**What is being asked**:
In the entries that follow, the line with "Target: building balcony railing" opens the range and the line with "Target: dark green suv" closes it; repeat that range exactly, both lines included.
BEGIN Supplied records
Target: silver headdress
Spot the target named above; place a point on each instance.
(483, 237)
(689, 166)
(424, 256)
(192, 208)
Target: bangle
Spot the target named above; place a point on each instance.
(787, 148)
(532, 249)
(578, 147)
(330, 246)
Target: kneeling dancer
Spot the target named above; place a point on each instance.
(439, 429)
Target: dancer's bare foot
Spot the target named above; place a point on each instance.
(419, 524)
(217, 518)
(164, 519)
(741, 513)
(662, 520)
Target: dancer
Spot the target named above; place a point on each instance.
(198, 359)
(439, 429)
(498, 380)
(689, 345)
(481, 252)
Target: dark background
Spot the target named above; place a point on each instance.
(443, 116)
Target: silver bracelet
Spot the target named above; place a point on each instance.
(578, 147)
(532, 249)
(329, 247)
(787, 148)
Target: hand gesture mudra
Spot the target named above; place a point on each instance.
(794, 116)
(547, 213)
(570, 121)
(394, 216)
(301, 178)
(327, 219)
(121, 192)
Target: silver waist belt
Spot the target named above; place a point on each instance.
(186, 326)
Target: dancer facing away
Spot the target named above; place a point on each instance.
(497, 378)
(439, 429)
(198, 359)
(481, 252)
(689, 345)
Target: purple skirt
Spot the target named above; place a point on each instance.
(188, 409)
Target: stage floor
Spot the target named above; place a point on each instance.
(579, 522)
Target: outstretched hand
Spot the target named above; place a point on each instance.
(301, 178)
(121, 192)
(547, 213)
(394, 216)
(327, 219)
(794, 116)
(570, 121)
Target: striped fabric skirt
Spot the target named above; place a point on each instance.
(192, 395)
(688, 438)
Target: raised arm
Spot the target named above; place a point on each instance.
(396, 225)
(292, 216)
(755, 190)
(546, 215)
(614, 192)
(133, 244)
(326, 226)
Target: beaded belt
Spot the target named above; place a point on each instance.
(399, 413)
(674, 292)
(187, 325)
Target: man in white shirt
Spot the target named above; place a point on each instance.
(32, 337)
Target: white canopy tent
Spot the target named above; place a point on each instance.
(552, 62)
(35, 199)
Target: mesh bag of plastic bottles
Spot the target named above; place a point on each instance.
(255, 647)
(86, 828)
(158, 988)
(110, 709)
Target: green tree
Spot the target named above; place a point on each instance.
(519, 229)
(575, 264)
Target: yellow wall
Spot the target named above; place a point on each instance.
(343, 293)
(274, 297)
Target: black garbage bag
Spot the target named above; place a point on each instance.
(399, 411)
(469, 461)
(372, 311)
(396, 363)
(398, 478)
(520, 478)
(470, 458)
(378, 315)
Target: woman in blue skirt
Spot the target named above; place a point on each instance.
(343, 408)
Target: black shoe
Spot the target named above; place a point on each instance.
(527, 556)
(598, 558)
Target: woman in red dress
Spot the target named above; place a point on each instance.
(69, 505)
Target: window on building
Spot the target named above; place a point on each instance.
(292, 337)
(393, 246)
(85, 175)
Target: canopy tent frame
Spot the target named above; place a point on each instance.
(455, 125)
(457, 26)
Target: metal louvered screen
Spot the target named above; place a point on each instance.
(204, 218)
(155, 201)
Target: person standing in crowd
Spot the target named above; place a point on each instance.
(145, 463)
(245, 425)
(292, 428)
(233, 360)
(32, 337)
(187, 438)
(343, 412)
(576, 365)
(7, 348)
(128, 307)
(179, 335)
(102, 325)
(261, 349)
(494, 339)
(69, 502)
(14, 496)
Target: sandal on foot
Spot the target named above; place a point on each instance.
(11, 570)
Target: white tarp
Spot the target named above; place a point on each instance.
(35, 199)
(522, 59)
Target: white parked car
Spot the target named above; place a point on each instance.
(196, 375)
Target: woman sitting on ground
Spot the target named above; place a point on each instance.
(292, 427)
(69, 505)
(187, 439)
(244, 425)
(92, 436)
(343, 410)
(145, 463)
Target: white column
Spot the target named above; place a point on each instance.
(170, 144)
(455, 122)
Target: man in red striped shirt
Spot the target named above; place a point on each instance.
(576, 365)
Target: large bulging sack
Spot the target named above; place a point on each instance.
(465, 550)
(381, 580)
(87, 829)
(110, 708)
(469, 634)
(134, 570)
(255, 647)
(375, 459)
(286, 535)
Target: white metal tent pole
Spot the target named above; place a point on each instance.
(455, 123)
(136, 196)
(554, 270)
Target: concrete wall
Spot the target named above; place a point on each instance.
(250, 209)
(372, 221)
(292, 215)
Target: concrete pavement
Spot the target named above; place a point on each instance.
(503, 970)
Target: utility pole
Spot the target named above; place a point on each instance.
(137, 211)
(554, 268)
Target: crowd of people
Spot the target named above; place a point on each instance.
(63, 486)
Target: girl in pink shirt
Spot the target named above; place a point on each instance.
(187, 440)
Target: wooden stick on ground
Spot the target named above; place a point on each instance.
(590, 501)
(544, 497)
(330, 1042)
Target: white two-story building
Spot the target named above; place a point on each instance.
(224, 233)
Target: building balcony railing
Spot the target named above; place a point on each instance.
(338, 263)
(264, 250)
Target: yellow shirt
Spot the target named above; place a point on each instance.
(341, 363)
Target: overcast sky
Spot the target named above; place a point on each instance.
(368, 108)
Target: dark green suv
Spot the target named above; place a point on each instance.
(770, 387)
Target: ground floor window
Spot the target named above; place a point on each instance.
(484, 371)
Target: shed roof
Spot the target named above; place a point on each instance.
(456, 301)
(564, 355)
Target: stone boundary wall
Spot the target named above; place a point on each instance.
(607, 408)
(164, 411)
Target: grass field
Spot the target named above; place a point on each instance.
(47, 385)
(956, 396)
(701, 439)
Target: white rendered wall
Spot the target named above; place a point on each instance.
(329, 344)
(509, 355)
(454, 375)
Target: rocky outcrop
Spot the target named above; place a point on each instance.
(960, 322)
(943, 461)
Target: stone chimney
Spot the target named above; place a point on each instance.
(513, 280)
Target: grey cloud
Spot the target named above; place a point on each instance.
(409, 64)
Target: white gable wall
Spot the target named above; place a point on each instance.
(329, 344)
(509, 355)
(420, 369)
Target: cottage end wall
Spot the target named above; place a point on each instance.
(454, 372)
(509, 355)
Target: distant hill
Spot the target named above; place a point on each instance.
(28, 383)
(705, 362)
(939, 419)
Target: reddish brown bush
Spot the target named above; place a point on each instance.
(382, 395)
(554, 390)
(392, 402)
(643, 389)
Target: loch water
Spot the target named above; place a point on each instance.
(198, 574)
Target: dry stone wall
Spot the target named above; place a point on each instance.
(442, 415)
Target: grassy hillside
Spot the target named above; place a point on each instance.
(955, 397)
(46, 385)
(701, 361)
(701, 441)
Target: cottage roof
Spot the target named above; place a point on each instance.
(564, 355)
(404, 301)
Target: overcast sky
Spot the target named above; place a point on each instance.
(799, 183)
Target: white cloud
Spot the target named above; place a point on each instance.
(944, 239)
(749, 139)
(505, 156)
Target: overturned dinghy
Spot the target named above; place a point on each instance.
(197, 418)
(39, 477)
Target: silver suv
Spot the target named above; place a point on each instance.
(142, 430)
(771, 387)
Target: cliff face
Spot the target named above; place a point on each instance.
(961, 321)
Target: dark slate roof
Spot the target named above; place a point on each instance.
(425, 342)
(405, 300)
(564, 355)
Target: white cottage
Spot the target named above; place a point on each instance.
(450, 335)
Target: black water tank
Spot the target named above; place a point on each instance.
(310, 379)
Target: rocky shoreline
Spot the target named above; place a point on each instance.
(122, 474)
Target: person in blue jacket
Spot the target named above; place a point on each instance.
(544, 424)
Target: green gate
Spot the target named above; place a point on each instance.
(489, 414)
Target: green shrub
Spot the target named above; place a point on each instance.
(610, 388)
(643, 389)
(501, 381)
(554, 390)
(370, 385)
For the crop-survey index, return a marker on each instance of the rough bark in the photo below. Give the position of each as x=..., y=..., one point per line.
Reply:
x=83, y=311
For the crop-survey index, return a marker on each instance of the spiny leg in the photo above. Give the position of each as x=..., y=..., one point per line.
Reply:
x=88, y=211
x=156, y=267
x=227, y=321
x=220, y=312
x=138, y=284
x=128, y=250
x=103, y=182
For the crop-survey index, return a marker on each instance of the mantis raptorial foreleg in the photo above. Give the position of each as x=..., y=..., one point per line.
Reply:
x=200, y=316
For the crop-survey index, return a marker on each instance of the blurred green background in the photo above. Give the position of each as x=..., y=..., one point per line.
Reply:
END Supplied records
**Finished exercise**:
Target: building balcony railing
Spot the target named above; place a point on each instance.
(338, 263)
(264, 250)
Target: yellow shirt
Spot the target named above; place a point on each instance.
(341, 363)
Target: overcast sky
Spot the target named above; place a point on each instance.
(368, 108)
Target: dark green suv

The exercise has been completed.